The paper trail. Every email, text, Slack message, voicemail, and HR record that touches the matter, in chronological order. If you reported the harassment, bring the HR ticket, response, and any follow-up. Print or PDF, do not just describe.
A written timeline. One page. Bullet points. Date on the left, what happened on the right. Lawyers think in chronology — a timeline is the single most useful artifact you can prepare.
Witnesses. Anyone who saw, heard, or was told about the conduct contemporaneously. Names and current contact information. The case is often made by one or two contemporaneous witnesses.
Pay records. W-2s, last 6 to 12 pay stubs, benefits summary, bonus history, stock-vesting schedule. Back-pay and front-pay damages start here.
10 questions to ask in your free consultation
Most Kansas City sexual harassment firms on this list offer a free or low-cost initial consultation. Use it. Bring a list of questions, write down the answers, and compare across two firms before you sign.
Who, specifically, will handle my case day-to-day? Get a name.
How many Kansas City sexual harassment cases like mine have you handled in the last three years? A number, not a brochure line.
Is the fee contingent, hourly, or hybrid? Get the answer in writing.
What case expenses am I responsible for, and when? Out-of-pocket costs surprise people.
What is the realistic range of outcomes for a case like mine? Range, not the high end.
How long will it take? Honest estimate, with the assumptions stated.
Will the case be in state court (Jackson County) or federal court (Western District of Missouri)? It matters for jury pool and damages caps.
Are you licensed in Kansas as well? Useful if the employer or events span the state line.
What will be expected of me — depositions, document collection, time off work?
What is the worst-case outcome? A lawyer who refuses to discuss downside risk is selling you something.
Frequently asked questions
What counts as sexual harassment under Missouri law?
Two patterns: quid-pro-quo (job benefit conditioned on a sexual demand) and hostile work environment (severe or pervasive unwelcome sexual conduct that alters working conditions). Both are illegal under the Missouri Human Rights Act (MHRA) and federal Title VII. A Kansas City sexual harassment lawyer can tell you if the facts meet the standard.

• DATA EXCERPTS:
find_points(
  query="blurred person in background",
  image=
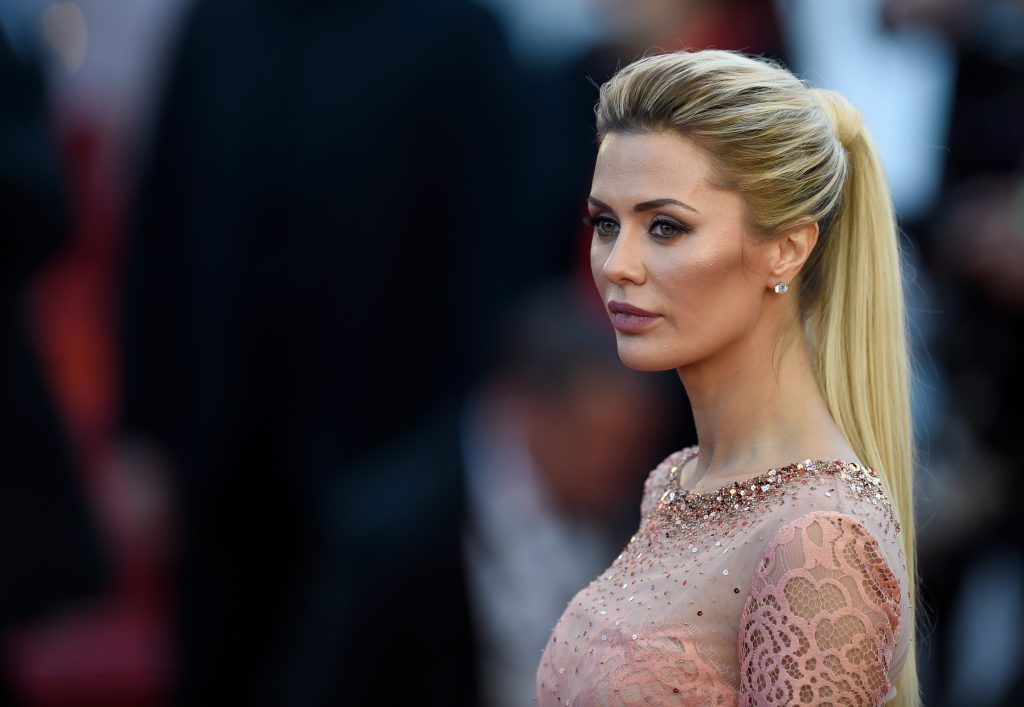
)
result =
(972, 242)
(722, 182)
(329, 216)
(49, 554)
(538, 467)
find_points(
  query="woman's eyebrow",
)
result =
(644, 205)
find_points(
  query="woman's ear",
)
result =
(791, 250)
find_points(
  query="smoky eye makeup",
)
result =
(660, 226)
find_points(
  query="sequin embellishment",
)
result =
(697, 512)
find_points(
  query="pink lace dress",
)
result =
(785, 588)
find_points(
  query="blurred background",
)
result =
(307, 394)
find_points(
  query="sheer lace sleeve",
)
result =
(819, 622)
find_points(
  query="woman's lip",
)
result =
(632, 324)
(616, 307)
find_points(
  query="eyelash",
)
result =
(593, 222)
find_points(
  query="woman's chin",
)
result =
(640, 358)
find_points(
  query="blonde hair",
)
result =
(798, 155)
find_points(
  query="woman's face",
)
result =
(670, 243)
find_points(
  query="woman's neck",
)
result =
(758, 405)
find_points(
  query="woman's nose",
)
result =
(625, 261)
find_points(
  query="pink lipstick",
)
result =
(629, 319)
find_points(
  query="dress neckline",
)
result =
(774, 476)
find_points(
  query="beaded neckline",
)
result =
(722, 501)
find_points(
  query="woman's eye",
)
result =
(603, 226)
(664, 229)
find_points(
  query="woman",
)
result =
(744, 236)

• WHAT TO DO:
1. Translate this sentence from the sexual harassment consultation guide into Spanish: "A lawyer who refuses to discuss downside risk is selling you something."
2. Please pick up the sexual harassment consultation guide after its final sentence and keep writing it.

• THE RESPONSES:
1. Un abogado que se niega a hablar del riesgo de un resultado desfavorable le está vendiendo algo.

2.
How long do I have to file a sexual harassment claim in Missouri?
180 days to file with MCHR for MHRA claims; 300 days with EEOC for federal Title VII claims. Missouri's window is shorter than many states. Confirm timing with a Kansas City sexual harassment lawyer immediately.
Do I have to file with MCHR before suing under MHRA?
Yes. MHRA requires a charge with the Missouri Commission on Human Rights and a right-to-sue letter before filing a civil action. Cross-filing with EEOC is standard.
Can I sue if I signed a severance agreement?
Often, no — most Missouri severance agreements include a release of claims. Read carefully before signing. A Kansas City sexual harassment lawyer can review a severance offer for $300 to $800 in an hour and tell you what you would be giving up.
What can I recover under MHRA?
Lost wages (back and front pay), emotional distress damages, punitive damages, and statutory attorneys' fees. The 2017 MHRA amendments added damages caps tied to employer size — similar to federal Title VII caps.
Will I have to testify?
If the case is filed, you will be deposed (under oath, by the employer's lawyer). Most cases settle before trial, but the deposition is the moment the case turns. Prepare with your lawyer.
Can I be fired for reporting sexual harassment in Missouri?
Retaliation for reporting harassment is illegal under both MHRA and Title VII. Retaliation claims often pay more than the underlying harassment claim because the retaliation is documented and recent.
What if my employer has offices in both Missouri and Kansas?
Choice of forum matters. A Kansas City sexual harassment lawyer licensed in both states can structure the claim in the state with stronger remedies for your facts.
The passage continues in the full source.